◆ **Texto fornecido**
════════════════

DIVISÃO DO PODER, PARTIDOS POLÍTICOS
E CIDADANIA
Jorge
Miranda
1. Ao considerar-se o tema da
separação de poderes, defrontamo-nos sempre com dois
postulados de base, que, nem por serem por demais conhecidos
e objecto de análise convém deixar de repetir e reiterar.
Primeiro postulado: nenhum Estado
existe sem um mínimo de limitação do poder pelo Direito –
porque é sempre o Direito que o constituí e legitima e
porque a própria lei decretada pelos governantes obriga-os
enquanto estiver em vigor e pode adquirir um dinamismo
próprio que o ultrapassa. Mas Estado de Direito é muito mais
do que isso: é limitação material, e não apenas formal; é
limitação para garantia de direitos fundamentais; é
expressão de institucionalização e de racionalidade máximas.
Segundo postulado: a experiência
histórica demonstra que esta limitação material é
inseparável da divisão do poder, pois contra o poder só o
poder. Montesquieu continua actual; só existe liberdade onde
o poder aparece distribuído por vários centros ou sujeitos.
E, sobretudo, Montesquieu é actual pela sua análise de um
pouvoir d' empêcher a par de um pouvoir de statuer.

════════════════

◆ **Material fornecido**
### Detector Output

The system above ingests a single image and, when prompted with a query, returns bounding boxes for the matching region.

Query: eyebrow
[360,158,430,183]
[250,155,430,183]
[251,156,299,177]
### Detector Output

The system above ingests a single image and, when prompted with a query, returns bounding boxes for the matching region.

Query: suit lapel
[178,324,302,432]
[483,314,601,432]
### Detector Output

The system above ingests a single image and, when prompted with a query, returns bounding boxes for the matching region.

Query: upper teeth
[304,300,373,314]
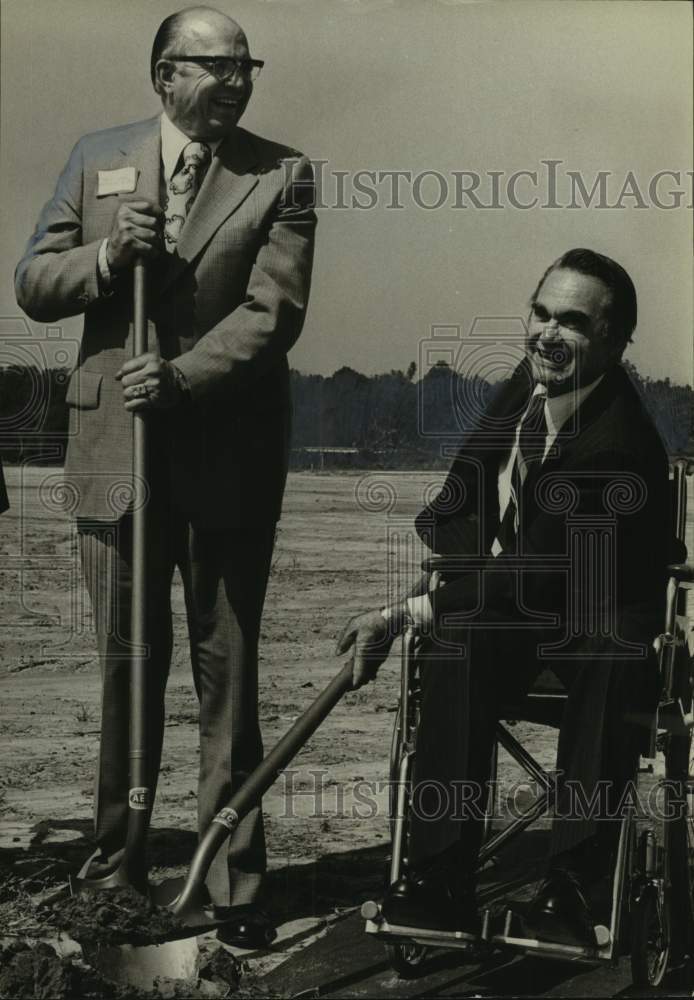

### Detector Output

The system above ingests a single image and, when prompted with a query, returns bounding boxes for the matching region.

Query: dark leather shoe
[526,868,598,948]
[215,906,277,951]
[382,877,480,935]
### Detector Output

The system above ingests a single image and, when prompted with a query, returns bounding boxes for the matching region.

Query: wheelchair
[361,459,694,987]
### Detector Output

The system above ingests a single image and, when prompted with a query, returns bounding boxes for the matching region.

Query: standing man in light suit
[16,7,316,946]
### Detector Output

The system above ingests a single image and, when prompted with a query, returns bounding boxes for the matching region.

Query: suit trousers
[409,627,655,878]
[79,478,275,905]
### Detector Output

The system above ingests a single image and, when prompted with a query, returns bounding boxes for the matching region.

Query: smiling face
[156,11,253,141]
[525,268,623,396]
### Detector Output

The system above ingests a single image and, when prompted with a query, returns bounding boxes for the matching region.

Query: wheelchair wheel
[386,941,427,979]
[631,886,670,986]
[665,700,694,960]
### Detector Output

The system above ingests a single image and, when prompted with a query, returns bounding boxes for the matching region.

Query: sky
[0,0,693,383]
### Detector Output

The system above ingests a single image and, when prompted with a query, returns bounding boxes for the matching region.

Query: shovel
[166,660,352,929]
[70,258,151,895]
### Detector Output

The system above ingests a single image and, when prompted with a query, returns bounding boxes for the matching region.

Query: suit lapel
[162,129,258,290]
[119,115,161,204]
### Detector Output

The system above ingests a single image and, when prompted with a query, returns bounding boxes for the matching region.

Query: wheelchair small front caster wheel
[386,941,427,979]
[631,888,670,986]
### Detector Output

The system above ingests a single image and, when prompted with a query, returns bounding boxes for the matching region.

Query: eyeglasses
[163,55,265,83]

════════════════

◆ **Desafio A**
Altere o trecho do texto sobre a divisão do poder que vai de "Segundo postulado: a" até "pouvoir de statuer.", inclusive, substituindo "actual" por "atual".
◆ **Desafio B**
Segundo o texto sobre a divisão do poder, por que razão nenhum Estado existe sem um mínimo de limitação do poder pelo Direito? Responda em uma a três frases.
O material é independente do texto fornecido.

◆ **Resposta correta A**
Segundo postulado: a experiência
histórica demonstra que esta limitação material é
inseparável da divisão do poder, pois contra o poder só o
poder. Montesquieu continua atual; só existe liberdade onde
o poder aparece distribuído por vários centros ou sujeitos.
E, sobretudo, Montesquieu é atual pela sua análise de um
pouvoir d' empêcher a par de um pouvoir de statuer.

◆ **Resposta correta B**
Porque é sempre o Direito que constitui e legitima o Estado. Além disso, a própria lei decretada pelos governantes obriga-os enquanto estiver em vigor e pode adquirir um dinamismo próprio.